■ **PAGE EXCERPT**
If you are working in the RGui/Rconsole, this help page will pop up as a second window. If you are in RStudio, the help page appears in the help tab in the bottom right pane.

This help page will probably be overly challenging for the user who is new to R, so lets go slowly.

9.1 Installing packages from the command line

This process can be done either from within the R GUI/R Console, or from the console withing RStudio. Initially, I suggest that you do this first test from the basic R installation (RGui/RConsole). Let’s begin by installing a single package from the command line, using the install.packages() function. This line will install the psych package. Each add-on package may have dependencies on other packages in order to function. Those dependencies are respected by install.packages() and will also be installed. If you look at the help page for install.packages() you will see that a “dependencies” argument is set so that dependencies are also installed by default.

install.packages("psych")

If you do this in RGui/RConsole, a dialog box will appear asking your to choose a CRAN mirror. I typically choose one in Michigan, assuming that closer ones might be quicker. If you do this in RStudio, a default mirror is already set. You can change that default in the global options section of RStudio.

9.2 Install more than one package at a time

It is possible to install multiple packages with a single install.packages() command. Let’s assume that we want to install yhat and rcompanion. This code uses the c function called concatenate, which creates a string of two package names passed to the install.packages() function.

install.packages(c("yhat","rcompanion"))

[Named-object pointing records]
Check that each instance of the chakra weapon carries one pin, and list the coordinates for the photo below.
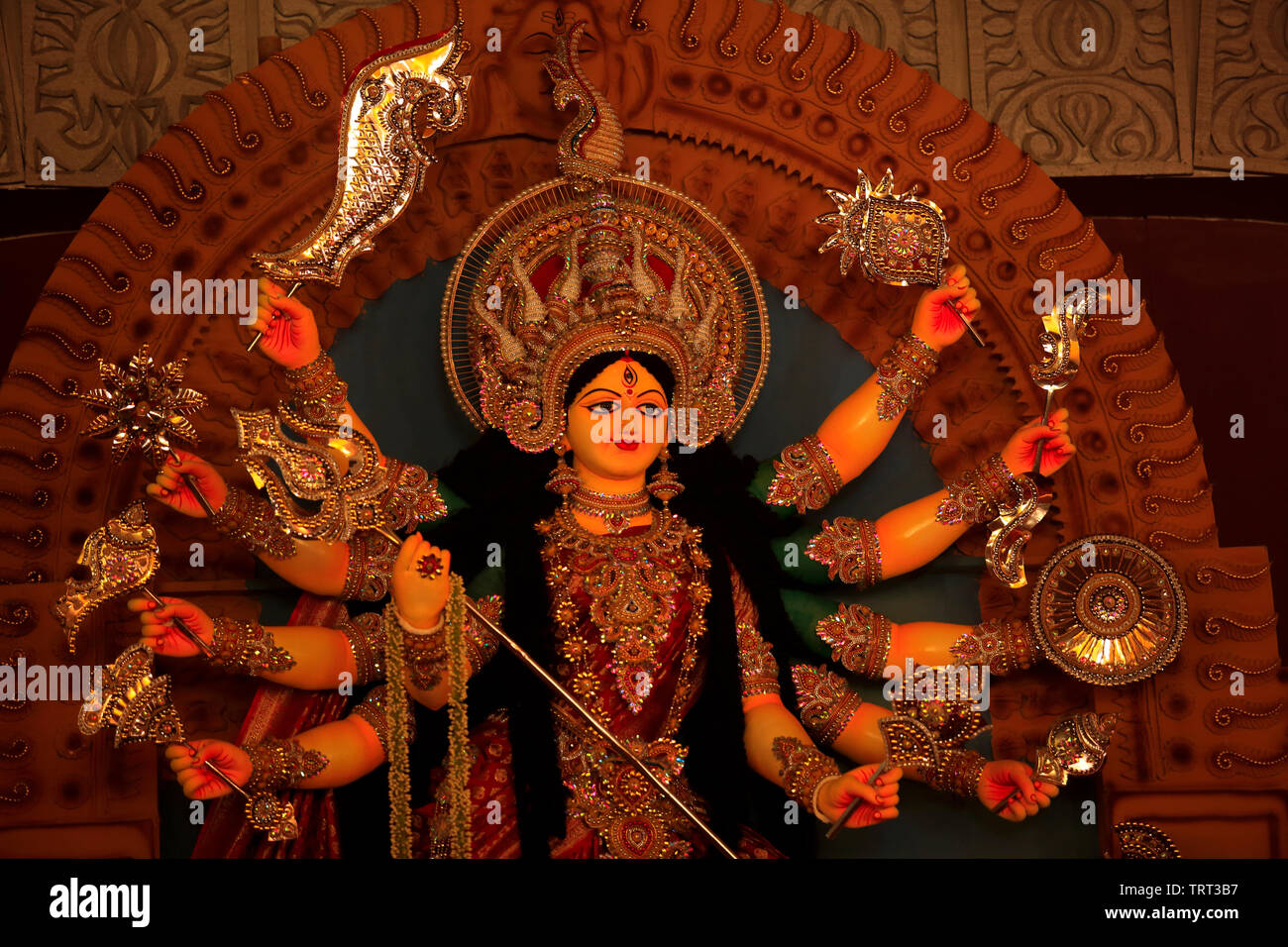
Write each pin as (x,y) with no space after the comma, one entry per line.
(1061,348)
(900,240)
(137,702)
(120,556)
(143,406)
(349,500)
(394,106)
(1077,745)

■ **WORK TO DO**
(1) From the R package installation excerpt, write out the part that opens with the words containing "This process can" and closes with "installed by default.".
(2) Decide whether each statement below agrees with the R package installation excerpt. Answer yes or no for each, and quote the deciding words of the excerpt.
(a) In RStudio, the help page shows up in the help tab in the bottom right pane.
(b) Packages that another package depends on have to be installed separately.
(c) In RStudio, a dialog box asks you to choose a CRAN mirror.

■ **ANSWERS FOR THE TASKS**
(1)
This process can be done either from within the R GUI/R Console, or from the console withing RStudio. Initially, I suggest that you do this first test from the basic R installation (RGui/RConsole). Let’s begin by installing a single package from the command line, using the install.packages() function. This line will install the psych package. Each add-on package may have dependencies on other packages in order to function. Those dependencies are respected by install.packages() and will also be installed. If you look at the help page for install.packages() you will see that a “dependencies” argument is set so that dependencies are also installed by default.

(2)
(a) Yes: "If you are in RStudio, the help page appears in the help tab in the bottom right pane."
(b) No: "Those dependencies are respected by install.packages() and will also be installed."
(c) No: "If you do this in RStudio, a default mirror is already set."